**Stored items**
— START —

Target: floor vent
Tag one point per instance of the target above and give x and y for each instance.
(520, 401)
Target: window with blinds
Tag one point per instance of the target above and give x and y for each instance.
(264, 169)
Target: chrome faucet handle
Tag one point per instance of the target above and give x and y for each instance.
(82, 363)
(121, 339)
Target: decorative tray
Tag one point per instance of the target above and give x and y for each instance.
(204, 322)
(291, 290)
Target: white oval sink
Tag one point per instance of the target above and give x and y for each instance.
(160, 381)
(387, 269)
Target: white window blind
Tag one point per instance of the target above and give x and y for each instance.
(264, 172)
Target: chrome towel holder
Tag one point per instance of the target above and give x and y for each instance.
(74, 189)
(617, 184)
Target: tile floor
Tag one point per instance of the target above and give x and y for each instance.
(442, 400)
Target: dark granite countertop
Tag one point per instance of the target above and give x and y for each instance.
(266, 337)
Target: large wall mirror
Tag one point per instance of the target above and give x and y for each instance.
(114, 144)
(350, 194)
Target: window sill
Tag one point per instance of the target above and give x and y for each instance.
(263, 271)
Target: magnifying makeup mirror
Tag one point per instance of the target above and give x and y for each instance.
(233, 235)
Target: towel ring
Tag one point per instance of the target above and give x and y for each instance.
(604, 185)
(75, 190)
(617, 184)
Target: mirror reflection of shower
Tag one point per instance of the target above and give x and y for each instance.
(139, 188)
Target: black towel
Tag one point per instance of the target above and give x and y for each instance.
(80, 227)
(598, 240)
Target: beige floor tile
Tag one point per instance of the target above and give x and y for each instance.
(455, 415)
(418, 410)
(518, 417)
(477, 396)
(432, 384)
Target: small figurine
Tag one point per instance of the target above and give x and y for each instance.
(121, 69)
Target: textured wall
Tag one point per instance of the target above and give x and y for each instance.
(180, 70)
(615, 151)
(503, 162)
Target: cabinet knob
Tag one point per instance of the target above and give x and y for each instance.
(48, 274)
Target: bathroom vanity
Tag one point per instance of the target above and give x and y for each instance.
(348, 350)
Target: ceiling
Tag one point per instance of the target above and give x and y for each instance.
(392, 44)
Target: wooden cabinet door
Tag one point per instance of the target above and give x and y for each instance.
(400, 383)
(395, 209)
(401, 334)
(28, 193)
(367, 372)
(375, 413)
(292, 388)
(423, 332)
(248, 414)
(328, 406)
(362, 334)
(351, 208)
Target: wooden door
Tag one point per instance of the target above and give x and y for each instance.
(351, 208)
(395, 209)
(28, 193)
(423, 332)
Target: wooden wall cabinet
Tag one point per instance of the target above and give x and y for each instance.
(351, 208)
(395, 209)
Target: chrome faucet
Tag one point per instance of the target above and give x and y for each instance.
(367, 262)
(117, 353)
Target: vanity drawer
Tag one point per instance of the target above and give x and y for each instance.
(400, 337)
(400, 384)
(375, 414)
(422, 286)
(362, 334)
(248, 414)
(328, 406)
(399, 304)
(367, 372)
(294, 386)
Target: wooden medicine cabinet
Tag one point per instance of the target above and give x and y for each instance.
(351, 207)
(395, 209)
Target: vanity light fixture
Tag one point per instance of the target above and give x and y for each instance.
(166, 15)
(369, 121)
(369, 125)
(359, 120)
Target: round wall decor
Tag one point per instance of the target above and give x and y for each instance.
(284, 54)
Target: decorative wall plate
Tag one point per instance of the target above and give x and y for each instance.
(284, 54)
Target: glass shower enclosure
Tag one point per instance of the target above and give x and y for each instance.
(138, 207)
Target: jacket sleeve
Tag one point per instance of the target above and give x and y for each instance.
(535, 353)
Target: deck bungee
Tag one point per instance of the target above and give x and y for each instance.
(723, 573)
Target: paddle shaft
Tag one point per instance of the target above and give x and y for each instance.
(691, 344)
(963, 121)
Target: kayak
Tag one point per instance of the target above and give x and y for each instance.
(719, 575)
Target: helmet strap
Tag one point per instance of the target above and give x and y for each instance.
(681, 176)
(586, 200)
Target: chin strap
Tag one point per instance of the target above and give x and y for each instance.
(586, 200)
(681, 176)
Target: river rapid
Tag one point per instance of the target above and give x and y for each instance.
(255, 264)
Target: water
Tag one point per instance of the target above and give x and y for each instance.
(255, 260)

— END —

**SHORT PROBLEM**
Transcribe the whole listing exactly.

**WRITTEN ANSWER**
Target: floor vent
Tag one point per instance of the target above and give x and y for each instance.
(520, 401)
Target: window with blinds
Tag one point per instance of the target above and give x and y for each instance.
(264, 169)
Target: chrome faucet handle
Tag one point per instance of the target above and give x and y for each instance.
(82, 363)
(121, 339)
Target: decorative tray
Tag one point per instance of the target above and give x and y for each instance.
(204, 322)
(291, 290)
Target: white oval sink
Tag one point per instance of the target above and give x and y for each instance.
(160, 381)
(387, 269)
Target: white window blind
Tag one point per instance of the target above and give x and y for each instance.
(264, 172)
Target: chrome towel holder
Tag one point per instance of the target above and give x and y for each instance.
(74, 189)
(617, 184)
Target: tile floor
Tag one point per instance of the target above and give x and y for each instance.
(442, 400)
Target: dark granite countertop
Tag one point per instance of the target above and give x and y for each instance.
(266, 337)
Target: large wall mirror
Tag one point per instance of the target above and give x and y for each instance.
(114, 144)
(350, 194)
Target: window sill
Tag one point per instance of the target above and give x and y for each instance.
(263, 271)
Target: magnifying makeup mirror
Tag one point per instance of the target above and give x and y for each instance.
(233, 235)
Target: towel ring
Tag one point per instance of the target above and give x and y for each instance.
(604, 185)
(75, 190)
(617, 184)
Target: mirror reflection of shower
Tag one point per instance of the target above and give x and y for each instance.
(139, 188)
Target: black towel
Tag one point per instance of the target above and give x and y for each instance.
(80, 227)
(598, 240)
Target: beige floor tile
Tag one point per instance of the target above and give x and y for each instance.
(455, 415)
(418, 410)
(518, 417)
(477, 396)
(432, 384)
Target: small figurine
Tag one point per instance of the target above and give x and y for each instance.
(121, 69)
Target: textured wall
Tag one point per instance of the target above and give x and y for each instance.
(180, 70)
(615, 151)
(503, 162)
Target: cabinet knob
Tag one point per instance of the target above and give x and y for each instance.
(48, 274)
Target: bathroom vanity
Tag one point per instance of the target above and give x and y for each instance.
(348, 350)
Target: ceiling
Tag one point per instance of the target above and give x and y for each instance.
(392, 44)
Target: wooden cabinet door
Tag one point per instance of the target above and give x and y for each instance.
(400, 383)
(395, 209)
(401, 334)
(28, 193)
(367, 372)
(375, 413)
(292, 388)
(423, 332)
(248, 414)
(328, 406)
(362, 334)
(351, 208)
Target: wooden door
Tag one point per instance of the target above and give x and y for each instance.
(351, 208)
(395, 209)
(28, 193)
(423, 332)
Target: wooden wall cabinet
Tag one point per instance of the target above and give x and y for each instance.
(351, 208)
(395, 209)
Target: chrome faucet
Tag one point per instance of the target above and give x and y for each instance.
(367, 262)
(117, 353)
Target: vanity drawer
Tag one point per instance of the target above and give x and y for each instance.
(400, 337)
(400, 384)
(375, 414)
(422, 286)
(362, 334)
(248, 414)
(328, 406)
(399, 304)
(367, 372)
(294, 386)
Target: wooden medicine cabinet
Tag one point per instance of the target above and give x and y for each instance.
(351, 207)
(395, 209)
Target: vanity light fixture
Tag one point per instance of the target above and give x and y for each instance.
(166, 15)
(369, 121)
(369, 125)
(359, 120)
Target: round wall decor
Tag one point per instance of the target above and give x and y for each instance.
(284, 54)
Target: decorative wall plate
Tag one point per instance of the target above and give x and y for each instance.
(284, 54)
Target: glass shower enclosure
Tag one point per instance of the target above and give x and y for each instance.
(138, 207)
Target: jacket sleeve
Tag one point per instance of the target above and give x and y for each instance.
(535, 353)
Target: deck bungee
Tag one point per instance of the target above and give x and y for each instance.
(723, 573)
Target: paddle shaft
Tag one point per instance of the target above and give x and y for each instance.
(691, 344)
(963, 121)
Target: kayak
Tag one point per instance of the target above and give x and y for each instance.
(719, 575)
Target: helmet strap
Tag one point per instance of the target above and give x and y for each instance.
(681, 176)
(586, 200)
Target: chin strap
Tag one point per instance of the target above and give x and y for each instance.
(586, 200)
(681, 176)
Target: river rapid
Tag one point per instance of the target above and give x and y for each instance.
(255, 264)
Target: water
Tag one point per instance of the target above and give x and y for each instance.
(255, 260)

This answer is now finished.